## Start TEXT SHOWN
The 10th pick in this year’s NFL draft still hasn’t signed with his team. He’s missing valuable time, valuable learning experience, and valuable bonding time with his quarterback. He’s also proving to a lot of people that there should be a rookie wage scale. I wrote about it before, you can check it out here. I don’t have anything against Crabtree trying to get the best deal he can get. I’d do the same thing. But at what point is this previously labeled prima donna going to realize how greedy, selfish, and pompous he is making himself out to be? At what point does his agent, Eugene Parker, turn to him and say something like “hey Michael, if you take this money, you can set yourself and your family up for life. If you play at the top of your game, we can demand more money later before your deal is up. You win either way.”?
He believes, and was hyped up to believe, he is a top 5 pick. Well, 9 teams before him didn’t think he was either good enough or worth the risk to draft him. He must not realize what a disservice his agent is doing him by continuing to demand a contract higher than the 7th overall pick, Darius Heyward-Bey. Its one thing to feel he is better than DHB, it’s quite another to pout and whine and threaten to take your ball and run home if you aren’t treated like the pick of the litter. Let’s face facts; he wasn’t able to showcase his skills at the combine because he was injured. The Niners drafted him because he fell to them, and they believe his college resume was good enough to draft him. He was great in college, but this isn’t college. He isn’t being paid for what he did. He isn’t being paid because he feels he out-performed any other receiver. If that’s what he’s thinking, then he needs to have a reality check and perhaps fire his agent and separate himself from anyone else who enables that mentality.
## End TEXT SHOWN
## Start DATA SECTION
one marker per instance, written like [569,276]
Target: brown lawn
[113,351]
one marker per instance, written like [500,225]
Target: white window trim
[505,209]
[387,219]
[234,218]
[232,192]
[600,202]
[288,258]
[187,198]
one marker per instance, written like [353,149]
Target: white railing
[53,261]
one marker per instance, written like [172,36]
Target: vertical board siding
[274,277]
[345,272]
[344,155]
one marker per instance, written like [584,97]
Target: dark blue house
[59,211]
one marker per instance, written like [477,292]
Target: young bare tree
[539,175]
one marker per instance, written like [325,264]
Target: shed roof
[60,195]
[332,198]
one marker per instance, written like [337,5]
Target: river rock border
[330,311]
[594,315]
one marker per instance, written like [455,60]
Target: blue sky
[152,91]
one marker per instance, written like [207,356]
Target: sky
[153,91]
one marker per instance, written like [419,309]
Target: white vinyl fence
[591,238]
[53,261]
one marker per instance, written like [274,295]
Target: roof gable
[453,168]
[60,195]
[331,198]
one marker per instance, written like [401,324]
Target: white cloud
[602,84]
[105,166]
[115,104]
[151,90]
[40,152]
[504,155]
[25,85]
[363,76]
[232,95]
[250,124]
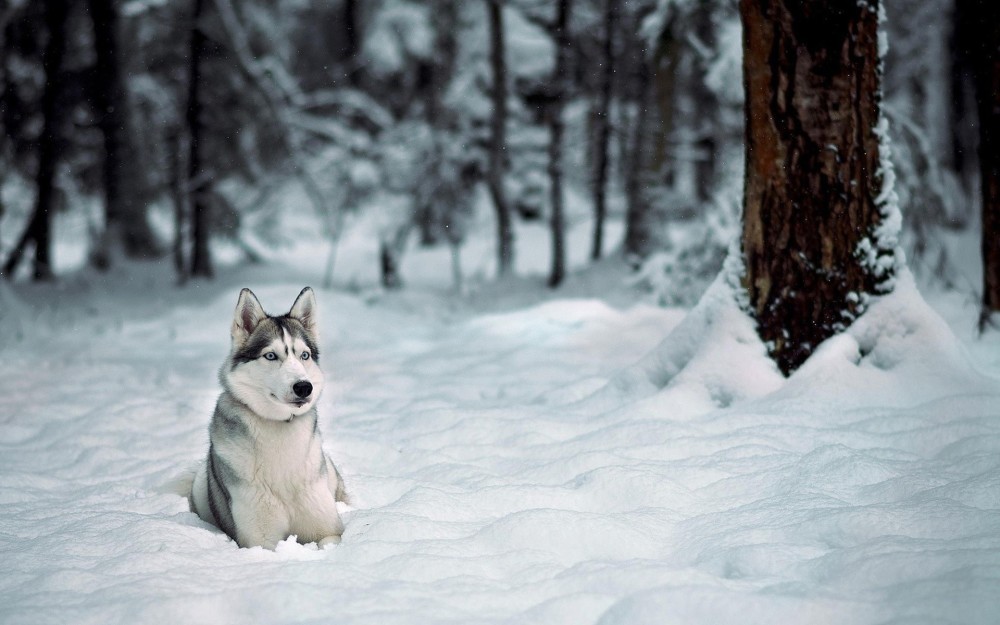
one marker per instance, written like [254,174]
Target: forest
[168,126]
[630,311]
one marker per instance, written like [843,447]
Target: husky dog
[266,476]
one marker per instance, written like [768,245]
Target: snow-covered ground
[563,462]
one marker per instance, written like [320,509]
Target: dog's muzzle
[302,389]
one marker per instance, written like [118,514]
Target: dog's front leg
[260,519]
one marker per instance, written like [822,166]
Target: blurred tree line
[203,110]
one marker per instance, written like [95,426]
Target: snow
[561,462]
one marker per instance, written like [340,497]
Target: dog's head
[273,365]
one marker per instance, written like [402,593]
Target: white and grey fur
[266,476]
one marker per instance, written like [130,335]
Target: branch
[277,103]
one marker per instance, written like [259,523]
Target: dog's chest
[287,458]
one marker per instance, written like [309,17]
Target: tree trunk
[125,219]
[602,116]
[179,198]
[814,179]
[963,43]
[556,128]
[198,181]
[39,228]
[644,221]
[498,141]
[987,83]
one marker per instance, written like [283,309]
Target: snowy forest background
[584,364]
[278,122]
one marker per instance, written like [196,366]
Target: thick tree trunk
[198,182]
[125,219]
[812,76]
[498,140]
[556,128]
[40,226]
[987,80]
[602,130]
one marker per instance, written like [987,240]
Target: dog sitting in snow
[266,476]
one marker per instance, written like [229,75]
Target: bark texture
[125,218]
[198,179]
[498,140]
[987,79]
[556,131]
[812,77]
[602,130]
[39,229]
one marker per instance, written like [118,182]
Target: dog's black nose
[302,389]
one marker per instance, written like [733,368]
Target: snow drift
[538,466]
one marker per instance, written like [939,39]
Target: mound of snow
[516,468]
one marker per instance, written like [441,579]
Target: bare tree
[560,31]
[39,228]
[498,140]
[814,192]
[983,35]
[125,218]
[602,118]
[198,182]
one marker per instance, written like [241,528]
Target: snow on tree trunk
[498,140]
[817,182]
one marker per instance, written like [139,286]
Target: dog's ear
[304,309]
[247,316]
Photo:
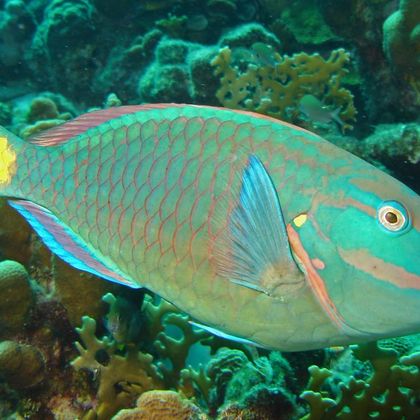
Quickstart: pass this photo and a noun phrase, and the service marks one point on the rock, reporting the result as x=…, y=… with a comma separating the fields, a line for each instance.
x=21, y=365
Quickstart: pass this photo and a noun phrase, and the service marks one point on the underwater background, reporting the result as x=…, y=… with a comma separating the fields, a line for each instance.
x=75, y=346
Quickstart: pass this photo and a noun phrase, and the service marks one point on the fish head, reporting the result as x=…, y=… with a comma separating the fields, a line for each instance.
x=359, y=247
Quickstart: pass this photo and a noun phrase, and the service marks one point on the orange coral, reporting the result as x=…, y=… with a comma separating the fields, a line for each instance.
x=154, y=405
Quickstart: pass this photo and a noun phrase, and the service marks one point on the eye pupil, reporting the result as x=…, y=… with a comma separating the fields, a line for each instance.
x=391, y=217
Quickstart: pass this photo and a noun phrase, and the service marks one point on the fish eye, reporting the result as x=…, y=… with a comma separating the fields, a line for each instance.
x=393, y=216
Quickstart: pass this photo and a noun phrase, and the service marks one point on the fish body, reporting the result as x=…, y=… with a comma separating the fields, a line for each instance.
x=258, y=229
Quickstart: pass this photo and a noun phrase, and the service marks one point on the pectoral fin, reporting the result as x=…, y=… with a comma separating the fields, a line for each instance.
x=256, y=251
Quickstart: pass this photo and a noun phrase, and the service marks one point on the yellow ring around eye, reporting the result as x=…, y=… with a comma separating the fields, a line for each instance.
x=391, y=218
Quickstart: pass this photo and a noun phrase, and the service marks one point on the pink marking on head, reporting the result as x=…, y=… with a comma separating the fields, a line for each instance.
x=318, y=264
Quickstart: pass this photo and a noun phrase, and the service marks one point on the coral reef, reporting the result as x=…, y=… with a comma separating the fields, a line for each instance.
x=275, y=88
x=121, y=377
x=154, y=405
x=394, y=148
x=16, y=298
x=401, y=41
x=137, y=356
x=21, y=365
x=389, y=392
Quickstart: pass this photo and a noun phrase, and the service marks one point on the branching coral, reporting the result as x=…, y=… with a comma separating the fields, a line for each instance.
## End DATA SECTION
DIRECTION A ::
Render the stretch of records from the line containing "on the pink" through the line containing "x=318, y=264", both included, as a Markdown table with columns Row and Line, one row per line and blank lines left out.
DIRECTION B ::
Write the next part of the piece on Crabtree's unsigned rookie contract, picking up after its final sentence.
These records are unrelated to the text about Michael Crabtree's contract holdout.

WRITTEN RESPONSE A ::
| Row | Line |
|---|---|
| 1 | Quickstart: pass this photo and a noun phrase, and the service marks one point on the pink marking on head, reporting the result as x=…, y=… with a comma separating the fields, a line for each instance. |
| 2 | x=318, y=264 |

WRITTEN RESPONSE B ::
He’s threatened to sit out an entire year if he doesn’t get a contract worthy of a much higher pick. Who does he think he’s hurting? The 49ers will still play the season without him. He’s allowing some other receivers to get his reps, and perhaps a diamond in the rough may emerge and they won’t miss him. Let’s be real, the 49ers need a talent like him on the field. Shaun Hill needs a target like him on the field if he is to keep his newly appointed job of starting quarterback. Does he really think that some team, no matter how desperate they are for a receiver, will draft him next year at a slot he feels is more befitting of him? He hasn’t caught 1 single pass in a live NFL game, pre-season or otherwise. He hasn’t run a route, hasn’t been tackled, hasn’t had to shake off a bad game, and hasn’t proven a damn thing to anyone yet on the NFL level. The only thing he’s show so far is that he’s immature, selfish, and a diva. He denied such behavior or mentality before the draft. Now he’s alienating himself from a lot of people, including fans. Fans will always support their team, but now he has to gain their acceptance if he ever signs and joins the team.
I blame you, Mel Kiper Jr., and you too Mike Mayock. Your bold predictions of where players should be drafted don’t always fall on deaf ears. And now the 49ers and their fans have their bubble burst by a young man who believed his own hype. I’m just kidding though, Mel and Mike do a very good job of evaluating talent and they are just doing their job. Teams don’t have to listen to them (and often don’t) and players certainly shouldn’t be smelling themselves when one of these guys places them high on their draft board.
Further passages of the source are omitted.